··· GIVEN PASSAGE ···

22 Session 13: Liquidity Traps · Historical Performance of GE-LAV
| Unit | 3 — Decision and Application |
| Book Chapter | 6 (sections 6.7–6.10) |
| Track | Common core (both tracks) |
22.1 Learning Objectives
By the end of this session, students will be able to:
- Define a liquidity trap in the GE-LAV framework and distinguish it from a typical illiquidity event.
- Walk through the GE-LAV exit rule performance during three major historical episodes (GFC, COVID, 2022 rate shock).
- Identify the conditions under which the GE-LAV exit rule fails or under-performs.
- Connect the LP-level exit decision to the GP-level decision to extend or roll funds.
- Preview the Pigouvian exit tax as a corrective instrument (full treatment Session 24).
22.2 Pre-Class Assignment
- Read: Book Chapter 6, sections 6.7–6.10 (~10 pages)
- Optional: Review what your favorite institutional LP (CalPERS, CalSTRS, Yale, Harvard, your school endowment) did in 2008–2010 PE secondaries
22.3 In-Class Outline (75 minutes)
| Time | Segment | Format |
|---|---|---|
| 0:00–0:05 | Recap Session 12 · Today: empirical performance | Lecture |
| 0:05–0:20 | The liquidity trap, formally defined | Lecture |
| 0:20–0:40 | Three historical episodes — GFC, COVID, rate shock | Cases |
| 0:40–0:55 | When the GE-LAV rule fails | Lecture |
| 0:55–1:10 | LP-GP friction: extensions, continuation funds, NAV loans | Lecture + discussion |
| 1:10–1:15 | Tease: Pigouvian exit tax (full treatment Session 24) | Lecture |
22.4 Discussion Questions
- CalPERS sold ~$5B of PE secondaries in 2009 at substantial discounts. Reviewing the GE-LAV exit boundary and the conditions at the time, was this decision (a) optimal given their constraints, (b) suboptimal because they should have held, or (c) unanswerable without more context? Defend your answer.

···

▸ **INSTRUCTIONS**:
1. In the liquidity traps session outline, which three historical episodes are used to examine how the GE-LAV exit rule performed?
2. Write the next part of the liquidity traps session outline, beginning after its last line.
The material after this point comes from a different source.

··· RECORDS PROVIDED ···

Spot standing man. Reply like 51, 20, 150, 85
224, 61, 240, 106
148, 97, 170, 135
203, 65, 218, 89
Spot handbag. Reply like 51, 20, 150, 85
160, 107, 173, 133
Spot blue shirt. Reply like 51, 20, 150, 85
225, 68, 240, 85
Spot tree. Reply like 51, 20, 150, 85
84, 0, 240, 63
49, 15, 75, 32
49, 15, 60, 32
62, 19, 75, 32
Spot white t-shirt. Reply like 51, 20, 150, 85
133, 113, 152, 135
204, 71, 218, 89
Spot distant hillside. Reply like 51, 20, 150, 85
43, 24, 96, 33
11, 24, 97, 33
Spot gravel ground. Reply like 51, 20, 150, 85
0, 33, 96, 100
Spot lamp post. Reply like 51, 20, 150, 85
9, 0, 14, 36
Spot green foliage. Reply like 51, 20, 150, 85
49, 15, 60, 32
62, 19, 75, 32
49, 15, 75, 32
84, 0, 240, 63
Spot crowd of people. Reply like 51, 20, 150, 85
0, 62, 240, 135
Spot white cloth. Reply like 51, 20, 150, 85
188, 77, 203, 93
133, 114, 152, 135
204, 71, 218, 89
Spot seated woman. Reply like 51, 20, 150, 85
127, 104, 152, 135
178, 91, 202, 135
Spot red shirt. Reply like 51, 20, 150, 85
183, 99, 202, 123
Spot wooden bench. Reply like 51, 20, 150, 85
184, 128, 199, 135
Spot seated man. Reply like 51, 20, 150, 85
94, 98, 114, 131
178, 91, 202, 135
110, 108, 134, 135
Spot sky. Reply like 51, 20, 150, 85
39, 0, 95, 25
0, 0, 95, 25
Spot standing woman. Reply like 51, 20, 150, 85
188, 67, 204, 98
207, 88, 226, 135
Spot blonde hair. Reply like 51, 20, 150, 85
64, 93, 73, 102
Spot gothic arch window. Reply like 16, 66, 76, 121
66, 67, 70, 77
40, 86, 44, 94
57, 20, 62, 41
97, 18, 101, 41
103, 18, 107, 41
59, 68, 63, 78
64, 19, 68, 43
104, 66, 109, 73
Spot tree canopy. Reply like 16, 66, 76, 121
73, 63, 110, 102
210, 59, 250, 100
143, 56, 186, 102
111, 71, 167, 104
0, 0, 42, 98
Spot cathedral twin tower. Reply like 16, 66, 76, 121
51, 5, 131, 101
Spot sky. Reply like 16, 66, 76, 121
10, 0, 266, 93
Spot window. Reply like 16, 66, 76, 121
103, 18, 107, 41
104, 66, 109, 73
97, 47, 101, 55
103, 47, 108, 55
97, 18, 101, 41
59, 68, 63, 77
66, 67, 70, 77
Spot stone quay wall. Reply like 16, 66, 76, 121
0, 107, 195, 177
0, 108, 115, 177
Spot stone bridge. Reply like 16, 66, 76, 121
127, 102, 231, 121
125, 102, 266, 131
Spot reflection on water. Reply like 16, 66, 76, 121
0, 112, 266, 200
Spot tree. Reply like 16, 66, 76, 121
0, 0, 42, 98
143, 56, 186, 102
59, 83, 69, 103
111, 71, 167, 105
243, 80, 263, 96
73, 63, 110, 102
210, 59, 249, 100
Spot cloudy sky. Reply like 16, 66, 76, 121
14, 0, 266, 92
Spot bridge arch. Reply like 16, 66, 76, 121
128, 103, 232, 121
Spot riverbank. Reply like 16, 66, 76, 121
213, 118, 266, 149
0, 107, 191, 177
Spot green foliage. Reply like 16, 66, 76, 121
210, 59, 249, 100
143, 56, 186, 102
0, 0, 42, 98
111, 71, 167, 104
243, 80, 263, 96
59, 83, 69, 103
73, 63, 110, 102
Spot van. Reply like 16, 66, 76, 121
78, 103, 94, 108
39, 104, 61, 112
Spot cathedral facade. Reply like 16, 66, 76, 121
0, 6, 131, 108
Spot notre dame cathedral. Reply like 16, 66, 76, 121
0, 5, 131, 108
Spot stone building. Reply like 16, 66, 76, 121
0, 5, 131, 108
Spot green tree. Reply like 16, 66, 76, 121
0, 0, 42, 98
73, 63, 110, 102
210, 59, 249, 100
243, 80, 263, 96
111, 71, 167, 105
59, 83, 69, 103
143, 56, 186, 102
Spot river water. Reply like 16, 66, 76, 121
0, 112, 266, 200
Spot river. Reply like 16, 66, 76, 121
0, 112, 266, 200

···

▸ **ANSWERS**:
1. The GFC, COVID, and the 2022 rate shock.

2.
- NAV loans have grown from <$1B in 2018 to >$40B in 2024. Is this a healthy development (LPs accessing liquidity without forced sales) or unhealthy (papering over real valuation issues)? Apply the GE-LAV lens.
- Some scholars argue the post-2022 “higher for longer” rate environment represents a permanent regime shift in \(\bar{L}\), not a stress event. If true, what’s the implication for OU calibration and exit boundary recommendations?
22.5 Worked Numerical Example: The 2008 Yale Decision
Setup (stylized, based on public disclosures): Yale endowment in Q4 2008. PE portfolio NAV: $3B. Public market drawdown has pushed PE allocation from target 25% to actual 35% of portfolio. Cash needs from operating budget: $200M.
Decision context: - Sell PE secondaries to raise cash and reduce allocation? - Hold and find cash elsewhere (e.g., new commitments paused)?
Step 1: GE-LAV exit boundary check
Yale’s PE portfolio is mixed-vintage, average 5 years remaining. \(L_t\) at Q4 2008: approximately −1.8.
Exit boundary at 5-year horizon: \(L^* \approx -1.2\) (PE buyout)
\(L_t = -1.8 < L^* = -1.2\) → Exit signal triggered
Step 2: What size of exit?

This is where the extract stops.